== What the task asks ==
Display each line in the records below that contains the string "chair", copying every such line in full.

== Stored records ==
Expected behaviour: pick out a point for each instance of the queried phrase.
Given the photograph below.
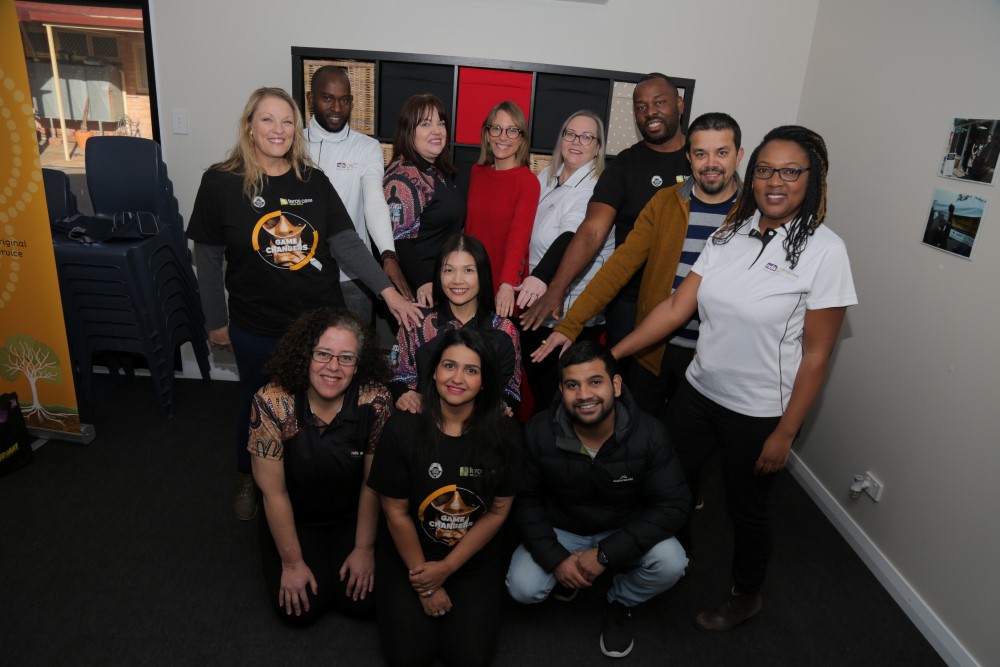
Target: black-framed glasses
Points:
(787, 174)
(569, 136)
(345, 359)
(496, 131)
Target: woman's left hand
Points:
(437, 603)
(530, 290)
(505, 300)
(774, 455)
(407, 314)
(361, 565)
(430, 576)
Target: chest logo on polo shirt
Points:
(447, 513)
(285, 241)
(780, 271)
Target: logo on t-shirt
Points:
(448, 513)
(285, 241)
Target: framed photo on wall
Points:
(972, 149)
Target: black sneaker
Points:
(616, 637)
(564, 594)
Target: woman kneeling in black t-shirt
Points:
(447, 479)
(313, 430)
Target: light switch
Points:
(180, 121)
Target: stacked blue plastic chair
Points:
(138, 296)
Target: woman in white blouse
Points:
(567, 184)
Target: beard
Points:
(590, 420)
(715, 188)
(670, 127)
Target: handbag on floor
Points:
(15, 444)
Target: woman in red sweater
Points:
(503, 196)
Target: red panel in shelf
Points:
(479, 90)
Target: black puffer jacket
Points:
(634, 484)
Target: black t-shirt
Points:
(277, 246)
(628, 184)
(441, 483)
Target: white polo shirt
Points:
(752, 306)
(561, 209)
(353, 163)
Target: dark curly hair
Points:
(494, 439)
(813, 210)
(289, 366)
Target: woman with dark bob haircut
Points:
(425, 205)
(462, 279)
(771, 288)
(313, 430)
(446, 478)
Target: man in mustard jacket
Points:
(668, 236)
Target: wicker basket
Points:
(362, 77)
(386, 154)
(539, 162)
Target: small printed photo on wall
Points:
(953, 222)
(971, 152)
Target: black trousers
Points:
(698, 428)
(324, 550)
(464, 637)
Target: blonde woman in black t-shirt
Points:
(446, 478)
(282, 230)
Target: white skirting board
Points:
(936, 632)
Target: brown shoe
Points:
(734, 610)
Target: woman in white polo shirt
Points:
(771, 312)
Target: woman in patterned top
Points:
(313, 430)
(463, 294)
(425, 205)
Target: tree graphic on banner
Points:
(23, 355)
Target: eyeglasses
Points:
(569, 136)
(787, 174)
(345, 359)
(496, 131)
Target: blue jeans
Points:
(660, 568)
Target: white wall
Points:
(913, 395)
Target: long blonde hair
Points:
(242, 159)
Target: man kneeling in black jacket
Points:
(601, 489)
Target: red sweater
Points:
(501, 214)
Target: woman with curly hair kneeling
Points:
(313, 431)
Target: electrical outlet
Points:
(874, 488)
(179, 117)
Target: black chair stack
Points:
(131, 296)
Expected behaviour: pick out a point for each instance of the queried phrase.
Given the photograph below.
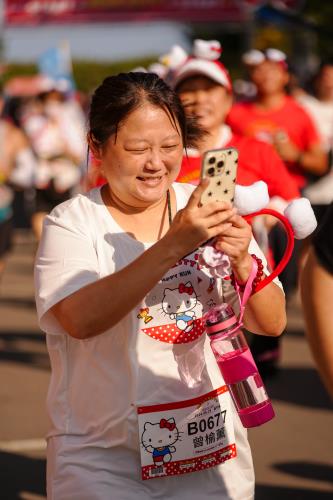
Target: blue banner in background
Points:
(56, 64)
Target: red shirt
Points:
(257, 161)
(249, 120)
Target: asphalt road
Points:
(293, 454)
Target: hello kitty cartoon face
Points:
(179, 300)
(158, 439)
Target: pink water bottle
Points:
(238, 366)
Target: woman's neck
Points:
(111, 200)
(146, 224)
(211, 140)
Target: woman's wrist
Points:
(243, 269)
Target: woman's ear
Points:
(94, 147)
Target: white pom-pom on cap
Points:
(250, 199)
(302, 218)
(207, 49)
---
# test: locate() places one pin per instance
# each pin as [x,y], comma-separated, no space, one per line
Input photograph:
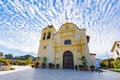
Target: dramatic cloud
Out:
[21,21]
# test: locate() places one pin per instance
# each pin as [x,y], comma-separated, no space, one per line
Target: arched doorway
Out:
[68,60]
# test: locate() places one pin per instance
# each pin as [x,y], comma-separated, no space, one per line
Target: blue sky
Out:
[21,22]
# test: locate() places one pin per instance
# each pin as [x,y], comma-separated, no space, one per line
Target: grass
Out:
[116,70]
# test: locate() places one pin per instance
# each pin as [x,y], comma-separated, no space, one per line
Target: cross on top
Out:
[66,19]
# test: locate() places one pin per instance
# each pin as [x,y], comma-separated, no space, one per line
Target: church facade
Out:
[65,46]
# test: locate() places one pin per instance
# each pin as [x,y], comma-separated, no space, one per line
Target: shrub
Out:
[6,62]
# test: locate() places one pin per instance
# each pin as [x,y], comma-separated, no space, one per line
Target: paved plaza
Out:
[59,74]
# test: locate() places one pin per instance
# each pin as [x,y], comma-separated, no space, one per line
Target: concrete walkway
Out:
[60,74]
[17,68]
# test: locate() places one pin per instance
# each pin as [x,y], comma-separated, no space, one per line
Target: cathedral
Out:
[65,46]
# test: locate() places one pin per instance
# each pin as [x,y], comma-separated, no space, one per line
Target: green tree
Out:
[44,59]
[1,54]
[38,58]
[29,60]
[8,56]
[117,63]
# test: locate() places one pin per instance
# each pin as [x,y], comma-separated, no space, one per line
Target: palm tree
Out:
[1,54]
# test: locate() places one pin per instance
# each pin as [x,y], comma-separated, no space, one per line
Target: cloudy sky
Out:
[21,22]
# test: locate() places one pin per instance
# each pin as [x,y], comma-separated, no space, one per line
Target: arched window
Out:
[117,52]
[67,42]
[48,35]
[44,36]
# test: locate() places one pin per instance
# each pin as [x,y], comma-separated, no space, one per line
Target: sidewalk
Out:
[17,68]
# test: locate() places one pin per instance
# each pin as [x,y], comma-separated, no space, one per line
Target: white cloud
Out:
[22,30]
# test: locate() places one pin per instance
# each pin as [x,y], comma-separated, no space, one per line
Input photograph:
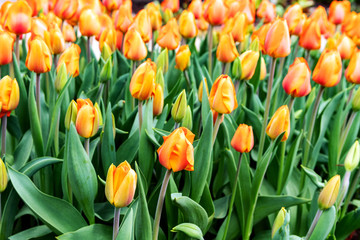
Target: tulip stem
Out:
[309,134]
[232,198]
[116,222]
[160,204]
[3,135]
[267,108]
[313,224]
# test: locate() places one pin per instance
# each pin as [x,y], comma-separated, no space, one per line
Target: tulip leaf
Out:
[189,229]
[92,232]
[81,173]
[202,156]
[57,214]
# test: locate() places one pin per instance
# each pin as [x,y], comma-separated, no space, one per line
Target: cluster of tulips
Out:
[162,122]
==
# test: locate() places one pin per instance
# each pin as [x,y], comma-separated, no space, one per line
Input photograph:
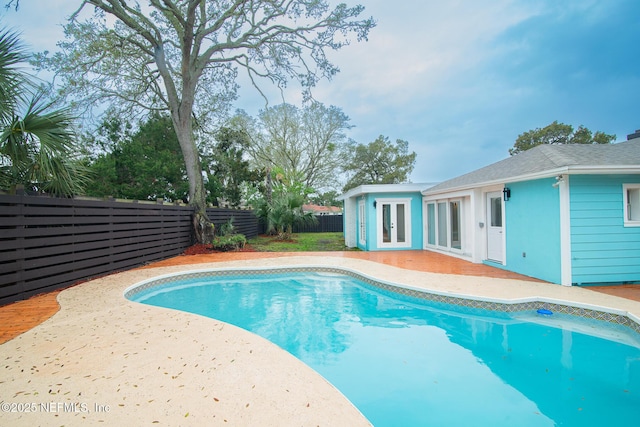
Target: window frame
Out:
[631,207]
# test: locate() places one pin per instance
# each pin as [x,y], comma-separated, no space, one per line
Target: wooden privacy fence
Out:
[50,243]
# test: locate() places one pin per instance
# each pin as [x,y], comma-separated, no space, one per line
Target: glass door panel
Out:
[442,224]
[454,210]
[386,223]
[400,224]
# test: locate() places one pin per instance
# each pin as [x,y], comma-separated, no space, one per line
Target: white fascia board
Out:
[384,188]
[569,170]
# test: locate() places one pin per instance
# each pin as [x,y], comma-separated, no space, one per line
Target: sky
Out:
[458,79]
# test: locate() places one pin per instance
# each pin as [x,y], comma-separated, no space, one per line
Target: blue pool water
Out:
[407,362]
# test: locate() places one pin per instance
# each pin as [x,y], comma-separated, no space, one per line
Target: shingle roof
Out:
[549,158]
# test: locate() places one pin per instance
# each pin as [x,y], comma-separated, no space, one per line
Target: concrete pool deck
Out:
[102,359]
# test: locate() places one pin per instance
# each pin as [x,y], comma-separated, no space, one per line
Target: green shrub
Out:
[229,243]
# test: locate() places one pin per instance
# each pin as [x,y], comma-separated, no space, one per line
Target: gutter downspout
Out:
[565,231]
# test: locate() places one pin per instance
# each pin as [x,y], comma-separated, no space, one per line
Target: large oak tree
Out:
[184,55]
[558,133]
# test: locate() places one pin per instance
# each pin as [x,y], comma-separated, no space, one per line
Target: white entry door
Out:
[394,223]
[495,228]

== Final result ==
Target: stacked blue plastic chair
Target: black chair stack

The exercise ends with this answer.